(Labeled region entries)
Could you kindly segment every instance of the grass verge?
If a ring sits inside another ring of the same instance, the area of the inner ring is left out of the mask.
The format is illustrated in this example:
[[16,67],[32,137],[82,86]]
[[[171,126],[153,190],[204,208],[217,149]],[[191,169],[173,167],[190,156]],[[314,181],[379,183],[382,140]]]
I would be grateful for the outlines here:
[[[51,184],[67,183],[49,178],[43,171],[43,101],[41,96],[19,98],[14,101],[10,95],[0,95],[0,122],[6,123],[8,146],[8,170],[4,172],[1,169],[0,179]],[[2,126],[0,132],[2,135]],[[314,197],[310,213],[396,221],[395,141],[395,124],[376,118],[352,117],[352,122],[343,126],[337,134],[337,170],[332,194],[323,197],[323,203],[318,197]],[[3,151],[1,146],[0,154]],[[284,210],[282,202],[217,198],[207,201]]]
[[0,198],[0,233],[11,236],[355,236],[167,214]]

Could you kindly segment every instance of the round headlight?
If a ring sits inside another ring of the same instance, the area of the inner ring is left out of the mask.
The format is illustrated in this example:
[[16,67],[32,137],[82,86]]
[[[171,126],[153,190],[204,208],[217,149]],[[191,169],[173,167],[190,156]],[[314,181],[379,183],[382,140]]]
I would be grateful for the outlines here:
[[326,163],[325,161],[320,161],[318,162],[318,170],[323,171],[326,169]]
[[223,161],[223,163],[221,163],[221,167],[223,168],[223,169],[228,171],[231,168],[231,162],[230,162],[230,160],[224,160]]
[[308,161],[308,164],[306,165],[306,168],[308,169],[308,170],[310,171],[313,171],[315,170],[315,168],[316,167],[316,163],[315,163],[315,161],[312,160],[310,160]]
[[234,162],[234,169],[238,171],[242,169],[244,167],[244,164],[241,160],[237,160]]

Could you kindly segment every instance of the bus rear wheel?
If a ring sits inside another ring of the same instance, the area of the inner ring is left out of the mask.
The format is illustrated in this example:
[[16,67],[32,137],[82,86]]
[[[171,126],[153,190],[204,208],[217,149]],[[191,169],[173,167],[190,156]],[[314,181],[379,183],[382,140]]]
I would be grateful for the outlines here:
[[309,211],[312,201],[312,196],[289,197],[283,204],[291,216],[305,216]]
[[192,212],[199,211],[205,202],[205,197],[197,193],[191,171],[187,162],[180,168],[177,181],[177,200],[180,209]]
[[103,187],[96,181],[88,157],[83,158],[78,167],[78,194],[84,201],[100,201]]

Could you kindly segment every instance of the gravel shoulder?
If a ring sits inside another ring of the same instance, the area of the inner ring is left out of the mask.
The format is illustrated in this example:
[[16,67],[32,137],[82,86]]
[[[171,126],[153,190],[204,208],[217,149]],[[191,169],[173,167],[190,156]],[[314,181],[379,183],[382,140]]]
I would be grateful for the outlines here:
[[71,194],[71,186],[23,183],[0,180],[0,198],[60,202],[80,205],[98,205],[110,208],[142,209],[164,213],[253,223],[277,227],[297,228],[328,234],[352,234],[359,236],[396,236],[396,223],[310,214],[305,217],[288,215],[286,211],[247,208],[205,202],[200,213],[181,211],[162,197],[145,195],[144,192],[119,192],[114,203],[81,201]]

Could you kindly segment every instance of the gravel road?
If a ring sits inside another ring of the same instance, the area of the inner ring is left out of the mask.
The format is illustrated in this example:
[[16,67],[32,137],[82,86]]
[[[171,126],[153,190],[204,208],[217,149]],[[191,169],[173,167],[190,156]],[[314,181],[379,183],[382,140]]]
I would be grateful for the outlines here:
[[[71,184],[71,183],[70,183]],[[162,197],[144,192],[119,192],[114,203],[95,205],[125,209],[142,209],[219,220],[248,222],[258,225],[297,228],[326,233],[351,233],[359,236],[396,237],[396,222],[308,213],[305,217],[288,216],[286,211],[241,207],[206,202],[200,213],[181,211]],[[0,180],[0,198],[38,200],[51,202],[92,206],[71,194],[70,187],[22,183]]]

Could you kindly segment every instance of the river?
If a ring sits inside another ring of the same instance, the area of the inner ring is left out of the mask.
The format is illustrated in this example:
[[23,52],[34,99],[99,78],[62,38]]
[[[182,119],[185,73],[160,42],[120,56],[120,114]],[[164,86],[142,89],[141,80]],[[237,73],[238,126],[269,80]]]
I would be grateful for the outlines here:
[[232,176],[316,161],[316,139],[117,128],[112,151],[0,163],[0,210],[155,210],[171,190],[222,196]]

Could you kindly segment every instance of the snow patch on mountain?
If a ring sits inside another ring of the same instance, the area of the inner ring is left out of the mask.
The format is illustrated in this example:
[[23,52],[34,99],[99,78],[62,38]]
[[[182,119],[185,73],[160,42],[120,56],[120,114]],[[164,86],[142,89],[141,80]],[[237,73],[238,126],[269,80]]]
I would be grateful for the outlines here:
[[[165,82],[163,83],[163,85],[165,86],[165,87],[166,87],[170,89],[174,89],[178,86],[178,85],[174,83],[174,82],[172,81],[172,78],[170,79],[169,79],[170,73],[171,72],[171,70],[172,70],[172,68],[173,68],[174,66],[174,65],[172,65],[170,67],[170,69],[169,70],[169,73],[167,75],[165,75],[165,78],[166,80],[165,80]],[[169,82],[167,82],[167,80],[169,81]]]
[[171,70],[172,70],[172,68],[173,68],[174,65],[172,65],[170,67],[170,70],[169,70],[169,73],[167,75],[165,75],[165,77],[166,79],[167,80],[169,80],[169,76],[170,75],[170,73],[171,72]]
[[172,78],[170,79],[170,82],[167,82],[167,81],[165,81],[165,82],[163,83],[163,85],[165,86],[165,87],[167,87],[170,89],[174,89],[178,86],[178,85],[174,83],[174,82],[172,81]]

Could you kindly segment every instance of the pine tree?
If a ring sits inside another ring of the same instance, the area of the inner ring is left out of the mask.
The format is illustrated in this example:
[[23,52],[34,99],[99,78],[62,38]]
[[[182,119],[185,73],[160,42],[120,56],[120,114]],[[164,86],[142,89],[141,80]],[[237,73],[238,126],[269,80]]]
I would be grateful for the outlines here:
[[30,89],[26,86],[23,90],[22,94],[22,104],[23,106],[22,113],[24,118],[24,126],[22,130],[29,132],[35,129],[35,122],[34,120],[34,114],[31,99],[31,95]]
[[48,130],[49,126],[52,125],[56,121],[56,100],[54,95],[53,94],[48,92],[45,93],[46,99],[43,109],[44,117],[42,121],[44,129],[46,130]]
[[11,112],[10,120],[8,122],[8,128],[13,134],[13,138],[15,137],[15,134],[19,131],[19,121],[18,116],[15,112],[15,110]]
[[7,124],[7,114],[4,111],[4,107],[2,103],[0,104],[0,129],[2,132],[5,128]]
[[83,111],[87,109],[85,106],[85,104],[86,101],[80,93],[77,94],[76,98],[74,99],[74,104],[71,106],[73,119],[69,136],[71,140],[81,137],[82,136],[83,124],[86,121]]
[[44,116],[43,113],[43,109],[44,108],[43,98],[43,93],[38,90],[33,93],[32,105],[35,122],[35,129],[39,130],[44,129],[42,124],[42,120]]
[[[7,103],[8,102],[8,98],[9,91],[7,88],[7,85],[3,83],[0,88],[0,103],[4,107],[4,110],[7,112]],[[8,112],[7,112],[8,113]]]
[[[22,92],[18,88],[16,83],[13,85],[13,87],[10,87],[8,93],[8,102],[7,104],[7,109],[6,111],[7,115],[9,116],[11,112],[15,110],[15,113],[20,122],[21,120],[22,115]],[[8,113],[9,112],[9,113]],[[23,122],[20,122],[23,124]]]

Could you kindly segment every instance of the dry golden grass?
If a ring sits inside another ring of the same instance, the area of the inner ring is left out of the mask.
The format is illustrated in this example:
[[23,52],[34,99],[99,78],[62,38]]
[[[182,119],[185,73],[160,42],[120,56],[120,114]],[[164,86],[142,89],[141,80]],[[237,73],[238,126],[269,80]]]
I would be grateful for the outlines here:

■ What the exercise asks: Turn everything from the line containing "Could you kindly segment every instance of the dry" down to the end of the entries into a numbered list, leaving out any blank lines.

■ Output of the task:
1. Could you kindly segment every instance of the dry golden grass?
2. If a ring sits inside another ring of the same instance, the area of the inner ring is left out of the mask.
3. The format is illustrated in this example:
4. [[23,52],[34,99],[99,78],[62,38]]
5. [[[182,119],[185,73],[160,42],[120,56],[120,114]],[[164,86],[142,89],[141,80]],[[237,73],[238,126],[269,80]]]
6. I would be grateful for the outlines here:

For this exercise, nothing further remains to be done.